### PAGE TEXT:
========

Lister Engine Forum

Lister Engines => Lister Based Generators => Topic started by: basewindow on October 08, 2017, 11:22:44 PM

Title: Identify this?
Post by: basewindow on October 08, 2017, 11:22:44 PM
Sorry to be vague and for the poor quality of the picture

It has no plate on it and the word 'BUSCH', apart from that nothing.

Came with the Lister CS 3.5 and a switchboard.
Title: Re: Identify this?
Post by: basewindow on October 14, 2017, 09:14:26 PM
A few more pictures that may help....
Title: Re: Identify this?
Post by: basewindow on October 24, 2017, 09:05:32 PM
Can no-one help?

Even a general description of how it works etc?

Which wires do what and go where?

Anyone?  Anyone?
Title: Re: Identify this?
Post by: broncodriver99 on October 24, 2017, 09:19:34 PM
Sure looks like a Busch generator head of some sort to me.

That's an interesting looking pulley. As far as wiring you would need a model # to track down a wiring diagram, or someone who knows generators/motors well enough to figure out what wire does what with a meter.

If it came with a Start-O-Matic set it may have a generator winding and a DC starting/charging winding as well. How about a picture of the wires and terminals from above. That may help. Pictures of the switchboard may offer some clues as well.
Title: Re: Identify this?
Post by: starfire on October 24, 2017, 11:18:24 PM
This appears to be a DC generator as it has a commutator rather than slip rings. These were very common in garages in the late 1800 /early 1900s when batteries were used to run tramcars and old valve radio equipment.... charging stations were everywhere. AC mains required high current rectifying equipment, it was easier and cheaper to use DC generators driven from either an AC motor, or a stationary engine to get low voltage DC..... thats my guess.
It could also be a DC welder, although the wire size suggests otherwise.
Title: Re: Identify this?
Post by: starfire on October 24, 2017, 11:30:23 PM
Looking more closely, Id say its a compounded DC generator. the output current will be found across the two green wires inside the unit. The brushes appear to be seriesed with part of the field coils (stator) giving feedback to hold the voltage stable under load. The exciter current is fed into the two black wires.
Chuck it in a lathe and spin it up with a DC voltmeter across  the green wires, and feed in a small current from say a car battery into the two blacks. It will generate, and measurements can be taken to identify is parameters. 
Another guess ... its a 120 volt DC unit at around 20  amps.... judging  by the winding sizes, probably needs around 15 volts at 2 amps exciter current.....
Title: Re: Identify this?
Post by: basewindow on October 25, 2017, 01:47:28 AM
Thanks guys. Ill get more pictures including its guts when i get a chance. This is the switchboard it came with.

========

### DATA FOR THE TASK:

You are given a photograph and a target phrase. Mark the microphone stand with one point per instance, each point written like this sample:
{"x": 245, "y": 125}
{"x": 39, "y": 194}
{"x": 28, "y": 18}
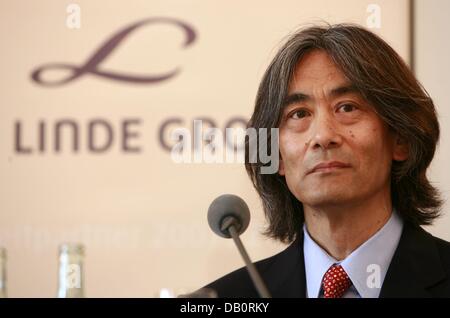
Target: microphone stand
{"x": 230, "y": 225}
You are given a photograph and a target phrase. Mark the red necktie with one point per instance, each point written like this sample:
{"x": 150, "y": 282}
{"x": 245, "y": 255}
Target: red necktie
{"x": 335, "y": 282}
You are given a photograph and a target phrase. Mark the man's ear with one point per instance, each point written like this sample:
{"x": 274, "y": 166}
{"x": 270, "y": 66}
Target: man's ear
{"x": 401, "y": 149}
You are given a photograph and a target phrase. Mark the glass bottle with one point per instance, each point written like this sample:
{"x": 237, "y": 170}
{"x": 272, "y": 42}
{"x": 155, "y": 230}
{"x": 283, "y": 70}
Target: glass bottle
{"x": 70, "y": 274}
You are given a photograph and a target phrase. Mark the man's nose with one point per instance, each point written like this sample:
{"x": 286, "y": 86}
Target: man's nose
{"x": 324, "y": 132}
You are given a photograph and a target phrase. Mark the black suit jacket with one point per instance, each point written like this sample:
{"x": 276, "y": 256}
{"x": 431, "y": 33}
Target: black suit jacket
{"x": 420, "y": 267}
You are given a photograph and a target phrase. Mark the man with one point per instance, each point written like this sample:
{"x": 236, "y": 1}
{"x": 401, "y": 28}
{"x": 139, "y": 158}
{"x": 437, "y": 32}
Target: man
{"x": 357, "y": 133}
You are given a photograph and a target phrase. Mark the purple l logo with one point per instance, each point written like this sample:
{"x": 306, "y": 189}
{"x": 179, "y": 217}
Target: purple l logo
{"x": 92, "y": 64}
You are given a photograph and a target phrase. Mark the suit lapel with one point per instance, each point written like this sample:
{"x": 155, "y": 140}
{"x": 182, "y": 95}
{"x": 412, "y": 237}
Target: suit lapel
{"x": 286, "y": 276}
{"x": 415, "y": 266}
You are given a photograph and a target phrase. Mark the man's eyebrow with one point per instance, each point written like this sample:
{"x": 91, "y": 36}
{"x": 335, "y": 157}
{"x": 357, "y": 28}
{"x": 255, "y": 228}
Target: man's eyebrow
{"x": 335, "y": 92}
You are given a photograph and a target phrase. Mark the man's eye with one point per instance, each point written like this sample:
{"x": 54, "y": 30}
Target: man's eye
{"x": 299, "y": 114}
{"x": 346, "y": 108}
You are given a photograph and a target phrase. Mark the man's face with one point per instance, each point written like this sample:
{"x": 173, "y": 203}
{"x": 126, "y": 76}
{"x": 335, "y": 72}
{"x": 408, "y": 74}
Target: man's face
{"x": 325, "y": 120}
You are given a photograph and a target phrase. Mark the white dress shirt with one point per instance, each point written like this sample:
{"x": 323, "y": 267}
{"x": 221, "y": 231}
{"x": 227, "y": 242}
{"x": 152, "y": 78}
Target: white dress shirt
{"x": 366, "y": 266}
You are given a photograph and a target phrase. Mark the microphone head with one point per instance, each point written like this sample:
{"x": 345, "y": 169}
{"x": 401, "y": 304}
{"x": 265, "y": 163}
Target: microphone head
{"x": 224, "y": 208}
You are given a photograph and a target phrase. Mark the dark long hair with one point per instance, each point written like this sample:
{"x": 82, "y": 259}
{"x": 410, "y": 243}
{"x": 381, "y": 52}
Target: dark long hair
{"x": 386, "y": 82}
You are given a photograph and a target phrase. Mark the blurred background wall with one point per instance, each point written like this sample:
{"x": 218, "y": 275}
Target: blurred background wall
{"x": 432, "y": 65}
{"x": 115, "y": 88}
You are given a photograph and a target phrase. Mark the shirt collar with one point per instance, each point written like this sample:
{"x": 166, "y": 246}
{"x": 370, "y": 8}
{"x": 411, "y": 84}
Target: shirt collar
{"x": 366, "y": 266}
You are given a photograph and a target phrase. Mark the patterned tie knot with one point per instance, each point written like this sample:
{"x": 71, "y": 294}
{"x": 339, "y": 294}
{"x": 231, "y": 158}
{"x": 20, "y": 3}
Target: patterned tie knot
{"x": 335, "y": 282}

========

### EXERCISE REQUIREMENTS:
#1 In the forum thread, condense the paragraph beginning "If it came with a Start-O-Matic set" into a short bulleted list that keeps its main points.
#2 Pick out every line in the entries that contains the word "knot", matching its case exactly.
The entries have no connection to the forum thread.

### PER-TASK ANSWERS:
#1
- If it came with a Start-O-Matic set, it may have both a generator winding and a DC starting/charging winding.
- A picture of the wires and terminals from above may help.
- Pictures of the switchboard may also offer clues.

#2
You are given a photograph and a target phrase. Mark the patterned tie knot with one point per instance, each point written like this sample:
Target: patterned tie knot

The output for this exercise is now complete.